# GOALS:
- a) In the CPU excerpt, which register often receives the result that the ALU returns?
- b) Return every line of the rows that contains the word "dark".

# SOURCE EXCERPT:
The Central Processing Unit (CPU) is the main component of a computer that performs most of the processing. It retrieves instructions from memory, decodes and executes them, and manages the flow of data in and out of the computer. The CPU is responsible for carrying out basic arithmetic, logical, and input/output operations and acts as the "brain" of the computer, making decisions based on the instructions it receives.

Arithmetic Logic Unit (ALU)
The arithmetic logic unit (ALU) is responsible for performing all arithmetic and logical operations within the CPU.

Its main functions include:
  • Performing arithmetic operations such as addition, subtraction, multiplication, and division.
  • Performing logical operations such as AND, OR, and NOT.
  • Carrying out comparison operations (for example, checking if one value is greater than another).
  • Producing results that may be stored in registers or sent back to memory.

The ALU operates on data provided by registers and returns the result to a register, often the accumulator. Although the ALU is powerful, it does not decide when operations occur; it simply performs operations when instructed.

Control Unit (CU)
The control unit (CU) manages and coordinates the activities of the CPU.

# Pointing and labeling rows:
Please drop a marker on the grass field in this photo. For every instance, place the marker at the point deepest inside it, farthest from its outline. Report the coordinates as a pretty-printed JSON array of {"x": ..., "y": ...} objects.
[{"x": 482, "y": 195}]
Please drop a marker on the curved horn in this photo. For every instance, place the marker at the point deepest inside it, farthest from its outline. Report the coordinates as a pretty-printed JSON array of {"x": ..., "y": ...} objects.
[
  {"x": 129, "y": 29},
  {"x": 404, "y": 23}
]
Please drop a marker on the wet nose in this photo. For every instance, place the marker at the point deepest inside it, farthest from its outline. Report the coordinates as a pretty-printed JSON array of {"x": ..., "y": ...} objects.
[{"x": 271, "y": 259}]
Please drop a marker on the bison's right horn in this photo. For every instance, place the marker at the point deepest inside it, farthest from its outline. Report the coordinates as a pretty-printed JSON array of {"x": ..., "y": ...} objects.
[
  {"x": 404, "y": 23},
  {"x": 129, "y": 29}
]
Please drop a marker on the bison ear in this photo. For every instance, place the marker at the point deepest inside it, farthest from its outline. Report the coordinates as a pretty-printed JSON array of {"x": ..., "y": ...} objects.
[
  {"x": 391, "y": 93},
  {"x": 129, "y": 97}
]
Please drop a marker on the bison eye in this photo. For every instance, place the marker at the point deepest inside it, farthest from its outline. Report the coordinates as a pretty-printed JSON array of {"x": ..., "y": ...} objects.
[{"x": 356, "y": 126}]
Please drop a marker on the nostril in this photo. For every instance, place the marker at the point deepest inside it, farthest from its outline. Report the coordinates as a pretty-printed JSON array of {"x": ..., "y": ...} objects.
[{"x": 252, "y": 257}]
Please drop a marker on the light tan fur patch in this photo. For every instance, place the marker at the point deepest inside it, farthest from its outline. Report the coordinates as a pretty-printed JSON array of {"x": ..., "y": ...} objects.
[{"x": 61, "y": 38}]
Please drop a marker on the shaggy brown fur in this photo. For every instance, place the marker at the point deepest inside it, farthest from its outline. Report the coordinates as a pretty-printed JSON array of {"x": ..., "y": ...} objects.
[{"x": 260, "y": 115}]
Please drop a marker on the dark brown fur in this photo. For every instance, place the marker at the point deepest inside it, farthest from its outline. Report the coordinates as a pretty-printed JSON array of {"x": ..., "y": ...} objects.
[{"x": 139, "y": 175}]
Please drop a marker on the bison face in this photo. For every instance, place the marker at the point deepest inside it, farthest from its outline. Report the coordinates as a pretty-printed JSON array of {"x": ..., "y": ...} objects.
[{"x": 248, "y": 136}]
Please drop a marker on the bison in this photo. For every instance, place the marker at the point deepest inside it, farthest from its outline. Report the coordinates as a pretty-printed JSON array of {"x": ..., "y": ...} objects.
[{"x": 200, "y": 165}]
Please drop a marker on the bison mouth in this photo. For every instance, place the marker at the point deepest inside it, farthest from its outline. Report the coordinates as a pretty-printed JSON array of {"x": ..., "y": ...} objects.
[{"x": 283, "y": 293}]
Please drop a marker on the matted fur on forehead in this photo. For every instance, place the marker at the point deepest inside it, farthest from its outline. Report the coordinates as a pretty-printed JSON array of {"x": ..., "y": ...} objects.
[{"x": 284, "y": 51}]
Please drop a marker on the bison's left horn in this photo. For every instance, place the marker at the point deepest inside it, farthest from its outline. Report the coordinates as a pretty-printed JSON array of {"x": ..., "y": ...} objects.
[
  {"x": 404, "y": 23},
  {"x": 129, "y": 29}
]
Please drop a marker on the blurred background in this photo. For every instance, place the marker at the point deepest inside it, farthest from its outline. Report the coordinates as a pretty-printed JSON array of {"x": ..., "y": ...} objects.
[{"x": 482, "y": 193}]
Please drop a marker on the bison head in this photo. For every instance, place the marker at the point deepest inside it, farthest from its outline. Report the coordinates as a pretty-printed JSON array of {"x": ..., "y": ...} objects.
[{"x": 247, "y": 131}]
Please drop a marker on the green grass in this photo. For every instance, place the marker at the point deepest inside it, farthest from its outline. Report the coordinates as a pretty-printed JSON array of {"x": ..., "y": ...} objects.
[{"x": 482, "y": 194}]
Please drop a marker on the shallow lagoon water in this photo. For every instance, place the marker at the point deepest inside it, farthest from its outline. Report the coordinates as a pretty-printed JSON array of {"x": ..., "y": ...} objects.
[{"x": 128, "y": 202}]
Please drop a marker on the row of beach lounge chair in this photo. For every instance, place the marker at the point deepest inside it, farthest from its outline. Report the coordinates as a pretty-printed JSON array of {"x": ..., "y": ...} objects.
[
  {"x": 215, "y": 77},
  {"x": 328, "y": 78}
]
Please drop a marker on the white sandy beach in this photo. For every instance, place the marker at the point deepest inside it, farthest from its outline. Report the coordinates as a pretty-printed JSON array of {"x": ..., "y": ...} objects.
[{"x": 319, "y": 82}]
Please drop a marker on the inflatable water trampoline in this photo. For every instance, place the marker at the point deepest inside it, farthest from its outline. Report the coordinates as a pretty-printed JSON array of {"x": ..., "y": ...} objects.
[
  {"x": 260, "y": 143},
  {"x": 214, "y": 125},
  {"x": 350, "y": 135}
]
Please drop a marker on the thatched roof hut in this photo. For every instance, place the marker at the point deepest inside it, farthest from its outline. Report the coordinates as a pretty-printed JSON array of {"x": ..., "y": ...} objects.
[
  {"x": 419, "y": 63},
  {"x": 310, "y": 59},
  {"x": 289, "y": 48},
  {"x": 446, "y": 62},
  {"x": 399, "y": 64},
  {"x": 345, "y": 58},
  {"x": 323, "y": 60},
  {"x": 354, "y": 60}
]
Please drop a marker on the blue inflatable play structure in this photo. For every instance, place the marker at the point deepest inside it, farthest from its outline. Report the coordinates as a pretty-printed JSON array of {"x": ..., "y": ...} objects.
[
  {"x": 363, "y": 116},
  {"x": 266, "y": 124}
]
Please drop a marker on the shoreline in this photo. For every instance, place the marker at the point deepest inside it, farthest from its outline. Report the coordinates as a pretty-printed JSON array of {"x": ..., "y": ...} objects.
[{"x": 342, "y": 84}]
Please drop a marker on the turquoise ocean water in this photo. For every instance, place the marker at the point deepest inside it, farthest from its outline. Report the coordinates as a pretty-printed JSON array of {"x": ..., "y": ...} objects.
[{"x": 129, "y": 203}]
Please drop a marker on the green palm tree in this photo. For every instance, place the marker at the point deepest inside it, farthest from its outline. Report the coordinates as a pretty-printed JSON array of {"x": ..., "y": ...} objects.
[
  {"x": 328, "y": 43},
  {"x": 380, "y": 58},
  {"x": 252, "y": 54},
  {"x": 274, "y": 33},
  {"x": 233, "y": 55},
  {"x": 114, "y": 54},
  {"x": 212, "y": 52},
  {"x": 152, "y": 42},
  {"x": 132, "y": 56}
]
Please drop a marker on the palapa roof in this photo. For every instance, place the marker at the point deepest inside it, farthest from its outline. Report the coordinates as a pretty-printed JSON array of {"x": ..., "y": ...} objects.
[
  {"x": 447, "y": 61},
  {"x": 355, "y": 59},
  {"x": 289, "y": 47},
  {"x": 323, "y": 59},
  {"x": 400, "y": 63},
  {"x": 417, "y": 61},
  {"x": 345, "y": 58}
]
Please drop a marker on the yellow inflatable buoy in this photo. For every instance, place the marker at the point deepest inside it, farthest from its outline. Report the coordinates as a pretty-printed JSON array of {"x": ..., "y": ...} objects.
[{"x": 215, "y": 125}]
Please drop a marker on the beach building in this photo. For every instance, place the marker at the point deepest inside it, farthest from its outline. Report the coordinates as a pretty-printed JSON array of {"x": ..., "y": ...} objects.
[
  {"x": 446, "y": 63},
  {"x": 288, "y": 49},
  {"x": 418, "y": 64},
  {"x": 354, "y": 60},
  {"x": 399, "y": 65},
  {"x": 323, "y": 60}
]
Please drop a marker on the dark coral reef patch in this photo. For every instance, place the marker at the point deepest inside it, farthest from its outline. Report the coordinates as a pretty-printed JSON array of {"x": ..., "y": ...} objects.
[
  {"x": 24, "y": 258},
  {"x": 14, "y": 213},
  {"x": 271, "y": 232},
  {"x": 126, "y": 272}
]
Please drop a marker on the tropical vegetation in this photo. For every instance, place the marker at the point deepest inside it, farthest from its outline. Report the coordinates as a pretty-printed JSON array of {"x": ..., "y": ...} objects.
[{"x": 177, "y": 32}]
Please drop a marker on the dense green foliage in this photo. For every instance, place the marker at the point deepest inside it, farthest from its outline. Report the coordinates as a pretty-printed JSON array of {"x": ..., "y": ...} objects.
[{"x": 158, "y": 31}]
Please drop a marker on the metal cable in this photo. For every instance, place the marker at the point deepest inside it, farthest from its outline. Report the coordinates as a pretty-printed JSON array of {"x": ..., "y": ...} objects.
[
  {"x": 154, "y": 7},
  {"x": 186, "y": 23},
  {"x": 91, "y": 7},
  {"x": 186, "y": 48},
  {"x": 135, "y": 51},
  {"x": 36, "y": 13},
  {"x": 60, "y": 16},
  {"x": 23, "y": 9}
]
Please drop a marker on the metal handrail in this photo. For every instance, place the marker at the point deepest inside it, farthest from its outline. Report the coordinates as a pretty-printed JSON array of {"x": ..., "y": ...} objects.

# CORRECT ANSWERS:
- a) The accumulator.

- b)
Please drop a marker on the dark brown fur in this photo. For every instance, place the marker at the point deepest inside it, farthest from its outline. Report the coordinates as a pretty-printed JSON array of {"x": ..., "y": ...} objects.
Please drop a marker on the dark coral reef patch in this photo. For every instance, place the marker at the point deepest inside it, farthest from its outline. Report the coordinates as a pretty-printed JSON array of {"x": ..., "y": ...} objects.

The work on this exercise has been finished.